Diaspora, ( Greek: Dispersion) Hebrew Galut (Exile), the dispersion of Jews among the Gentiles after the Babylonian Exile; or the aggregate of Jews or Jewish communities scattered “in exile” outside Palestine or present-day Israel. Although the term refers to the physical dispersal of Jews throughout the world, it also carries religious, philosophical, political, and eschatological connotations, inasmuch as the Jews perceive a special relationship between the land of Israel and themselves. Interpretations of this relationship range from the messianic hope of traditional Judaism for the eventual “ingathering of the exiles” to the view of Reform Judaism that the dispersal of the Jews was providentially arranged by God to foster pure monotheism throughout the world.
Around the 1st century CE an estimated 5,000,000 Jews lived outside Palestine, about four-fifths of them within the Roman Empire, but they looked to Palestine as the centre of their religious and cultural life. Diaspora Jews thus far outnumbered the Jews in Palestine even before the destruction of Jerusalem in CE 70. Thereafter, the chief centres of Judaism shifted from country to country (e.g., Babylonia, Persia, Spain, France, Germany, Poland, Russia and the United States – diasporas). Jewish communities gradually adopted distinctive languages, rituals, and cultures. Some submerged themselves in non-Jewish environments more completely than others. While some lived in peace, others became victims of violent anti-Semitism.
In 63 BCE, Judaea became a protectorate of Rome, and in 6 CE was organized as a Roman province. In 135, Hadrian’s army defeated the Jewish armies and Jewish independence was lost. Jerusalem was turned into a pagan city called Aelia Capitolina, the Jews were forbidden to live there and Hadrian changed the country’s name from Judea to Syria Palestina.
During the Middle Ages, the Jews had divided into distinct regional groups the Ashkenazi Jews who immigrated to Central and later Eastern Europe, the Sephardi Jews who settled in Iberia and later North Africa, and the Mizrahi Jews who remained in the Babylon after the destruction of the First Temple.
Today, Jews hold widely divergent views about the role of Diaspora Jewry and the desirability and significance of maintaining a national identity. While the vast majority support the Zionist movement (the return of Jews to Israel), some extreme Orthodox Jews oppose the modern nation of Israel as a godless and secular state, defying God’s will to send his Messiah at the preordained time.

The task.
According to the passage on the Jewish Diaspora, what did Hadrian rename Jerusalem after defeating the Jewish armies in 135?

Collected material.
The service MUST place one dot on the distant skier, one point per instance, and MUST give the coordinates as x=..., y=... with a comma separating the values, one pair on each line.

Written answer.
Aelia Capitolina